EXERCISE:
From the first entry to the last, copy everything exactly except the pictures.

INPUT RECORDS:
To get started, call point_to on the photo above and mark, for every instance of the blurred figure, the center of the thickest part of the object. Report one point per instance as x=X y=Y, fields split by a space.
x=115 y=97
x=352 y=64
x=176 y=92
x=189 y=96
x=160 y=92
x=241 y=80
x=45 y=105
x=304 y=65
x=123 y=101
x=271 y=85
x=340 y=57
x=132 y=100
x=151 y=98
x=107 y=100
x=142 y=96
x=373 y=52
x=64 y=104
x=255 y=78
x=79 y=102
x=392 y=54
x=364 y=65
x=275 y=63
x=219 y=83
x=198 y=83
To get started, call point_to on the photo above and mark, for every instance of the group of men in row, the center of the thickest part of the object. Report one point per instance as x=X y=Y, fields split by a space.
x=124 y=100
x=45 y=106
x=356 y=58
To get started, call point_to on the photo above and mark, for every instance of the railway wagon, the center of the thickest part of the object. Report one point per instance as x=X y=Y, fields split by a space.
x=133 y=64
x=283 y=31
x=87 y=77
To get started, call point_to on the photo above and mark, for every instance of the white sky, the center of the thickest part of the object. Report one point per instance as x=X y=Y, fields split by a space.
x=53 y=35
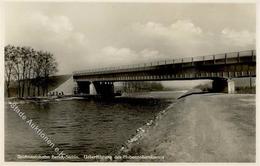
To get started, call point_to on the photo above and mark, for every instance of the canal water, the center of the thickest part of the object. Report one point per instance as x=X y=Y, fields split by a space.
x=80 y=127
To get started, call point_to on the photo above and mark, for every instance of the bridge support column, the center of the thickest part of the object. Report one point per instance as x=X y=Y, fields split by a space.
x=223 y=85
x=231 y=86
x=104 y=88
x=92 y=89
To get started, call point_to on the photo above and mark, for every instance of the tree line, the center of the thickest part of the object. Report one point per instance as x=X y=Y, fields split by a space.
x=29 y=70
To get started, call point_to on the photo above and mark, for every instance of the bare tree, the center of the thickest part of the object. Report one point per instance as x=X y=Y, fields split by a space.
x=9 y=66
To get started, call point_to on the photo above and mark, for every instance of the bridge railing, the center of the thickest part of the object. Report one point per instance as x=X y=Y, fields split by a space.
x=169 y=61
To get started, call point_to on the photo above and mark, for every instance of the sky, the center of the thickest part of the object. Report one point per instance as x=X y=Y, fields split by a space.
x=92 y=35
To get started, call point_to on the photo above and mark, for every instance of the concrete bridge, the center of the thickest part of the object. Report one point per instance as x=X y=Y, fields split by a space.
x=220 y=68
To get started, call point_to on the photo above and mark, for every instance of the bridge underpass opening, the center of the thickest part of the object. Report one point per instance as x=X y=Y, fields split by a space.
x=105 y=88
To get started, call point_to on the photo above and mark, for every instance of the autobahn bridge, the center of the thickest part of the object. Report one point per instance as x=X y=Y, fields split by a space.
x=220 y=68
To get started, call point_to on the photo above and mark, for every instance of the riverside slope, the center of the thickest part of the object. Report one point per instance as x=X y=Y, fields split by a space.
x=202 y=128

YOUR RESPONSE:
To get started, call point_to on the photo above and mark, for every instance of the blurred figure, the center of the thickest part of the object. Report one point per instance as x=X y=Y, fields split by a space.
x=115 y=97
x=352 y=64
x=176 y=92
x=189 y=96
x=160 y=92
x=241 y=80
x=45 y=105
x=304 y=65
x=123 y=101
x=271 y=85
x=340 y=57
x=132 y=100
x=151 y=98
x=107 y=100
x=142 y=96
x=373 y=52
x=64 y=104
x=255 y=78
x=79 y=102
x=392 y=54
x=364 y=65
x=275 y=63
x=219 y=83
x=198 y=83
To get started, call point_to on the photo above and mark, for every instance of the group of men in row, the center of the thickest part of the object. Report one point per instance as x=X y=Y, fields split by a space.
x=124 y=100
x=45 y=106
x=356 y=58
To get started, call point_to on the photo above and mark, for every instance of the railway wagon, the center of the thickest part of the object. Report one point per instance as x=X y=Y, fields split by a space.
x=133 y=64
x=283 y=31
x=87 y=77
To get started, call point_to on the photo above and mark, for every instance of the white sky, the center of the thickest part of the object. Report one point per instance as x=X y=Y, fields split by a space.
x=53 y=35
To get started, call point_to on the photo above and mark, for every instance of the canal water, the center of the thickest part of the object. Report one point per instance as x=X y=Y, fields split by a space.
x=80 y=127
To get started, call point_to on the photo above and mark, for every instance of the bridge support column, the center of the thickest part of the object. Report one point per instance as x=X y=Y, fields split by a space.
x=223 y=85
x=231 y=86
x=104 y=88
x=92 y=89
To get started, call point_to on the photo above and mark, for every instance of the tree line, the center of the thickest part of the object. Report one point per instance as x=X y=Y, fields split by a space.
x=29 y=70
To get started, call point_to on the photo above and mark, for every instance of the bare tree, the center of the thickest part of the object. Report one point per instance as x=X y=Y, fields split by a space.
x=9 y=66
To get started, call point_to on the photo above and mark, for every instance of the bridge railing, the center of the thickest part of the object. Report one point per instance as x=X y=Y, fields split by a space.
x=169 y=61
To get started, call point_to on the photo above and mark, for every instance of the sky, the center of the thickest part of the object. Report one point per instance as x=X y=Y, fields split by a space.
x=92 y=35
To get started, call point_to on the photo above and mark, for every instance of the concrete bridge, the center of the thickest part of the object. Report one point per instance as x=X y=Y, fields split by a space.
x=220 y=68
To get started, call point_to on the photo above and mark, for every instance of the bridge underpass opening, the center of the thickest part of the object. Report one point per instance as x=X y=Y, fields split by a space.
x=105 y=88
To get started, call point_to on the photo above and mark, for every instance of the autobahn bridge, the center of the thickest part of the object. Report one point per instance as x=X y=Y, fields split by a space.
x=220 y=68
To get started, call point_to on the photo above and mark, for every instance of the riverside slope, the center of the thickest part of the object. Report one point per instance as x=X y=Y, fields split by a space.
x=202 y=128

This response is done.